• INSTRUCTIONS TO FOLLOW
Rewrite the material below, replacing every "instance" with "occurrence" and keeping everything else the same, and leave out the pictures.

• DATASET ENTRIES

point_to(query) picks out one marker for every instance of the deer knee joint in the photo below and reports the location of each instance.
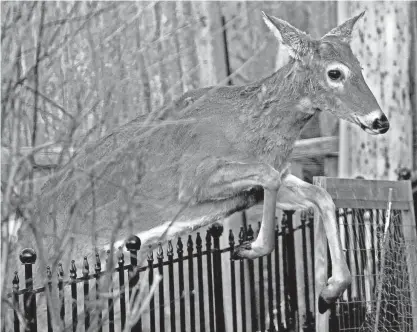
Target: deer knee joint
(324, 201)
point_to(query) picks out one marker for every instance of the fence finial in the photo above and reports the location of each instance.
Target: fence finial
(190, 245)
(231, 238)
(170, 250)
(15, 281)
(249, 233)
(28, 256)
(179, 246)
(133, 243)
(60, 272)
(121, 257)
(216, 230)
(242, 235)
(98, 263)
(160, 252)
(86, 267)
(73, 270)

• RESULT
point_to(query) picks out one marker for every occurrence of the deer knee joint in the photo below and reports the location of each occurrence.
Target: deer knee joint
(324, 201)
point_to(query) picks out one marker for every occurrence of the fence finial in the photo above and reports the location of each occurrence.
Target: fence finial
(190, 245)
(231, 238)
(170, 250)
(15, 281)
(249, 233)
(28, 256)
(179, 246)
(133, 243)
(60, 272)
(121, 257)
(216, 230)
(242, 235)
(98, 263)
(160, 252)
(86, 267)
(73, 270)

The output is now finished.